(WORK TO BE COMPLETED):
Rewrite the records as a numbered list, omitting any blank lines, starting at the line containing "Find every man in olive thobe." and ending at the line containing "[465,362,577,684]", with both of those lines included.
# Start of EXERCISE MATERIALS
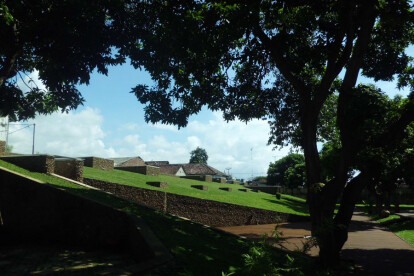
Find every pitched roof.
[145,161,170,167]
[109,156,145,167]
[181,164,227,176]
[159,164,182,175]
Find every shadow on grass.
[55,184,249,275]
[0,245,138,275]
[264,198,309,216]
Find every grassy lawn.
[84,167,309,216]
[373,215,414,246]
[0,160,249,275]
[0,160,326,275]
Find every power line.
[9,124,33,135]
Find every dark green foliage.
[267,153,305,188]
[189,147,208,164]
[0,0,124,120]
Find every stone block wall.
[213,177,226,184]
[0,155,55,174]
[115,166,160,176]
[120,157,146,167]
[0,168,153,260]
[83,177,166,211]
[84,178,309,227]
[180,175,213,182]
[81,156,114,171]
[54,158,83,182]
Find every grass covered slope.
[84,167,309,216]
[375,215,414,246]
[0,160,249,275]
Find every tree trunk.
[334,172,369,252]
[301,109,339,267]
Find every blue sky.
[5,61,408,179]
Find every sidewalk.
[342,212,414,276]
[217,212,414,276]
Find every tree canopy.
[124,0,414,265]
[0,0,125,120]
[189,147,208,164]
[4,0,414,265]
[267,153,305,188]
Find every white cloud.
[118,122,139,131]
[117,112,288,179]
[149,124,178,132]
[9,105,288,179]
[9,108,117,160]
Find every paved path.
[221,212,414,276]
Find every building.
[158,164,228,178]
[109,156,146,167]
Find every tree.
[0,0,125,120]
[189,147,208,164]
[122,0,414,266]
[267,153,305,188]
[6,145,13,152]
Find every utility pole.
[32,124,36,155]
[250,148,253,180]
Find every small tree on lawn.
[190,147,208,164]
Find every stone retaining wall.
[213,177,227,184]
[0,155,55,174]
[81,156,114,171]
[115,166,160,176]
[0,168,152,258]
[54,158,83,182]
[180,175,213,182]
[84,178,309,227]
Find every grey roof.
[108,156,142,167]
[160,164,227,177]
[159,164,182,175]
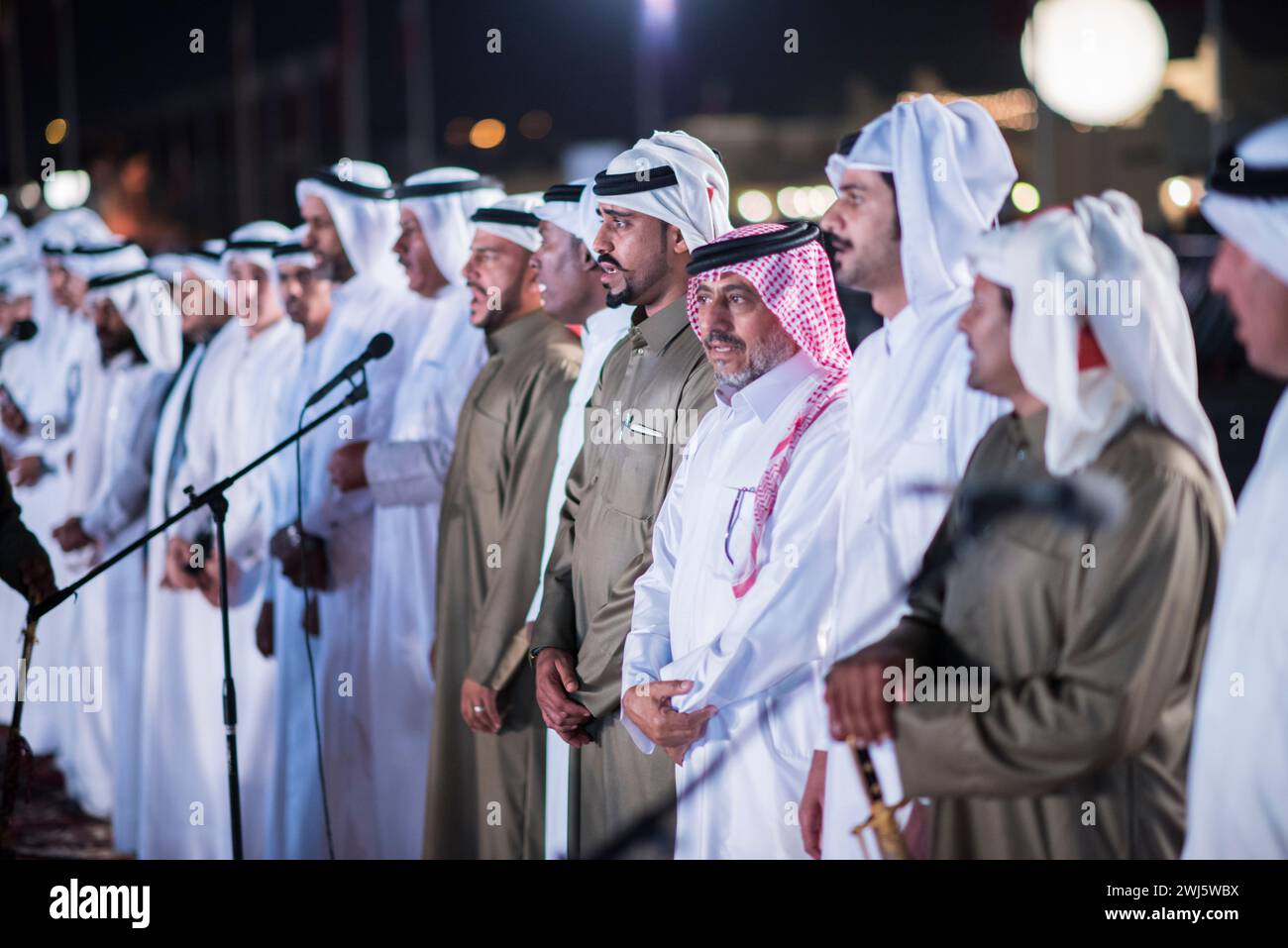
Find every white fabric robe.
[818,303,1008,859]
[0,309,82,755]
[139,316,300,859]
[1182,395,1288,859]
[0,309,103,762]
[274,273,428,859]
[60,353,170,851]
[517,306,631,859]
[364,286,486,859]
[265,319,345,859]
[622,353,849,859]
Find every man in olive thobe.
[827,192,1231,858]
[424,197,581,859]
[532,132,731,858]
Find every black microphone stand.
[27,370,369,859]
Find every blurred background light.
[46,170,89,211]
[46,119,67,145]
[738,188,774,224]
[471,119,505,149]
[1020,0,1168,125]
[18,181,40,211]
[1012,181,1042,214]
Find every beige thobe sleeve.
[577,361,715,717]
[886,458,1220,797]
[465,362,577,684]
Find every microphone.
[962,471,1127,533]
[304,332,394,408]
[905,471,1127,591]
[0,319,39,357]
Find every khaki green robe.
[532,296,715,858]
[886,409,1225,859]
[425,310,581,859]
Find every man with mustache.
[800,95,1015,857]
[284,158,426,858]
[1184,119,1288,859]
[532,132,731,858]
[827,190,1232,859]
[425,194,581,859]
[622,223,850,859]
[330,167,494,859]
[525,179,631,859]
[139,220,303,859]
[255,224,335,859]
[54,245,183,851]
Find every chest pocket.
[708,483,756,582]
[943,518,1082,681]
[604,442,671,520]
[464,393,506,493]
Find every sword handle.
[845,735,912,859]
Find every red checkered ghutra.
[688,224,850,599]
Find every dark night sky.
[10,0,1284,173]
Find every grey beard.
[716,332,796,390]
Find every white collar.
[883,303,921,356]
[716,349,819,421]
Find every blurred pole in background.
[1203,0,1231,158]
[0,0,30,188]
[340,0,373,161]
[402,0,434,174]
[54,0,80,167]
[1029,0,1060,205]
[232,0,261,222]
[634,0,678,138]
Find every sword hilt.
[845,735,912,859]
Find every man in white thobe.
[622,223,850,859]
[255,224,331,859]
[322,167,503,859]
[139,220,300,859]
[1182,119,1288,859]
[0,207,111,762]
[274,161,428,858]
[800,95,1017,858]
[527,177,631,859]
[54,245,181,851]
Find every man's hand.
[300,596,322,636]
[536,648,595,747]
[196,550,241,609]
[622,682,716,767]
[12,455,46,487]
[161,537,197,588]
[326,441,368,490]
[0,396,29,437]
[54,516,94,553]
[798,751,827,859]
[255,603,273,658]
[461,679,501,734]
[824,642,912,745]
[18,550,58,603]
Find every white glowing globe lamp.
[1020,0,1167,125]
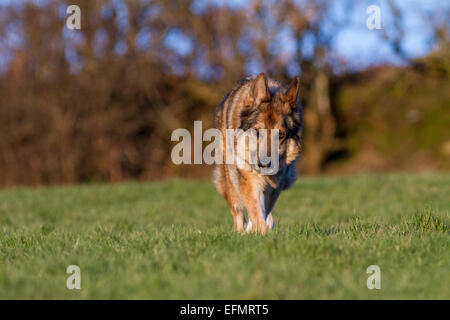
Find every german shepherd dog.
[213,73,302,234]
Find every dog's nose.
[258,160,272,168]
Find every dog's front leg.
[240,179,267,234]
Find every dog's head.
[240,73,302,174]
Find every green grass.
[0,173,450,299]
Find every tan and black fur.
[214,74,302,234]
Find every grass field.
[0,174,450,299]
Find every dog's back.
[213,75,301,231]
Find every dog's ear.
[250,73,270,106]
[283,77,300,108]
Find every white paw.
[266,213,275,230]
[245,221,253,232]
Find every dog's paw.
[245,221,253,233]
[266,213,275,230]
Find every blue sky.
[0,0,450,72]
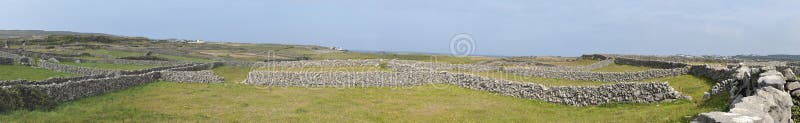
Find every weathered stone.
[786,82,800,91]
[0,57,14,65]
[244,71,683,106]
[783,68,797,81]
[19,57,33,66]
[47,58,59,63]
[692,112,768,123]
[792,90,800,97]
[161,70,224,83]
[758,70,786,90]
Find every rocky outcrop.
[0,57,14,65]
[38,60,119,75]
[503,67,689,82]
[244,71,683,106]
[161,70,224,83]
[84,59,189,66]
[693,66,800,123]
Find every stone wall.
[387,60,500,72]
[0,63,221,105]
[0,57,14,65]
[161,70,224,83]
[692,66,794,123]
[234,59,381,67]
[689,65,736,82]
[38,61,119,75]
[614,58,688,69]
[503,67,689,82]
[84,59,189,66]
[0,48,75,61]
[34,72,160,102]
[594,54,742,63]
[244,71,682,106]
[0,51,22,59]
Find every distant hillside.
[733,55,800,61]
[0,30,110,39]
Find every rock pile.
[244,71,683,106]
[84,59,189,66]
[38,60,119,75]
[0,57,14,65]
[692,66,796,123]
[503,67,689,82]
[161,70,224,83]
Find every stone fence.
[0,57,14,65]
[38,60,119,75]
[34,72,161,102]
[224,59,381,67]
[0,48,75,61]
[692,66,800,123]
[689,65,736,82]
[0,51,22,60]
[83,59,190,66]
[161,70,223,83]
[585,54,742,63]
[244,71,683,106]
[614,58,688,69]
[0,62,221,102]
[503,67,689,82]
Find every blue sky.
[0,0,800,56]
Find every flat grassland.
[61,62,158,70]
[0,65,76,80]
[0,66,727,122]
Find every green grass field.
[0,65,76,80]
[591,64,653,72]
[255,66,391,72]
[0,66,727,123]
[82,49,212,62]
[0,82,726,122]
[61,62,158,70]
[541,59,599,66]
[309,52,490,64]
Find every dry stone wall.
[503,67,689,82]
[244,59,381,67]
[692,66,796,123]
[594,54,742,63]
[0,63,221,109]
[84,59,189,66]
[161,70,224,83]
[614,58,688,69]
[0,57,14,65]
[0,48,75,61]
[34,72,160,102]
[244,71,683,106]
[38,61,119,75]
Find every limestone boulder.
[783,68,797,81]
[758,70,786,90]
[47,58,59,63]
[786,82,800,91]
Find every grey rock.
[758,70,786,90]
[792,90,800,97]
[783,68,797,81]
[786,82,800,91]
[47,58,59,63]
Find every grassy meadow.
[61,62,159,70]
[591,64,653,72]
[0,82,725,123]
[0,65,77,80]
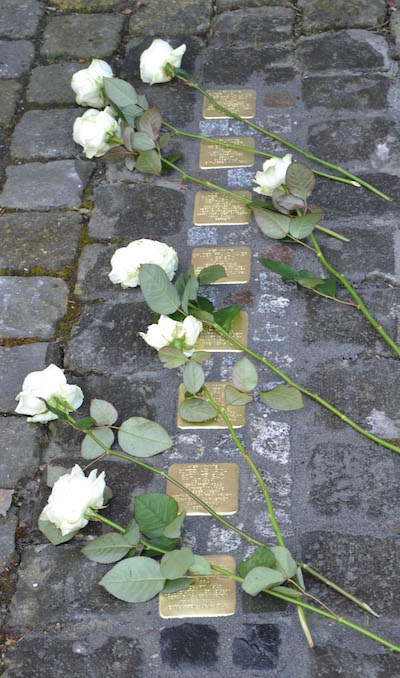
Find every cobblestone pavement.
[0,0,400,678]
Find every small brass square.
[176,381,246,429]
[167,463,239,516]
[158,555,236,619]
[203,89,257,120]
[196,311,249,353]
[193,191,251,226]
[199,137,255,169]
[191,247,251,285]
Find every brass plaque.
[199,137,255,169]
[158,555,236,619]
[167,463,239,516]
[203,89,257,119]
[193,191,251,226]
[195,311,249,353]
[191,247,251,285]
[176,381,246,429]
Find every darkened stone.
[0,40,35,79]
[302,74,390,113]
[11,108,83,160]
[211,7,294,48]
[129,0,212,37]
[0,212,82,271]
[0,276,68,339]
[40,14,123,59]
[296,30,390,71]
[160,623,219,669]
[299,0,386,33]
[232,624,281,671]
[89,184,185,241]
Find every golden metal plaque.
[203,89,257,119]
[176,381,246,429]
[158,555,236,619]
[193,191,251,226]
[191,247,251,285]
[195,311,249,353]
[199,137,255,169]
[167,463,239,516]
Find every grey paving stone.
[40,14,123,59]
[298,0,386,33]
[0,212,82,271]
[129,0,212,37]
[0,80,21,125]
[11,108,83,161]
[296,29,390,72]
[0,0,43,39]
[0,40,35,79]
[0,342,48,412]
[301,74,390,113]
[212,7,294,47]
[0,160,93,210]
[0,276,68,339]
[89,184,185,240]
[0,418,40,490]
[26,64,87,104]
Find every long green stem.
[310,233,400,357]
[175,74,391,200]
[208,323,400,454]
[162,157,349,242]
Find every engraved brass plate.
[176,381,246,429]
[193,191,251,226]
[203,89,257,120]
[167,463,239,516]
[191,247,251,285]
[199,137,254,169]
[195,311,249,353]
[158,555,236,619]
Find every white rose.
[140,38,186,85]
[71,59,113,108]
[40,464,106,535]
[73,106,121,158]
[139,315,203,357]
[108,238,178,289]
[15,365,83,423]
[253,153,292,196]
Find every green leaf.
[271,546,297,579]
[285,162,315,202]
[160,546,194,579]
[197,264,227,285]
[82,532,132,563]
[163,577,196,595]
[214,304,241,332]
[232,357,258,392]
[237,546,275,577]
[242,567,285,596]
[81,428,114,459]
[99,556,165,603]
[139,264,181,315]
[136,151,161,176]
[163,511,186,539]
[225,384,253,406]
[183,362,205,395]
[90,398,118,426]
[252,207,290,240]
[135,492,178,537]
[157,346,189,370]
[179,398,217,423]
[118,417,173,457]
[260,384,304,412]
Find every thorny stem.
[175,73,391,200]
# End of EXERCISE MATERIALS
(RESPONSE TO THIS TASK):
1. Find every man in olive thobe.
2. [827,192,1231,858]
3. [424,197,581,859]
4. [532,132,731,858]
5. Find every black microphone stand.
6. [27,370,369,859]
7. Find every blurred background light.
8. [46,170,89,211]
9. [46,119,67,145]
10. [738,188,774,224]
11. [471,119,505,149]
12. [1020,0,1168,125]
13. [18,181,40,211]
14. [1012,181,1042,214]
15. Find every beige thobe sleeve.
16. [577,361,715,717]
17. [886,458,1220,797]
18. [465,362,577,684]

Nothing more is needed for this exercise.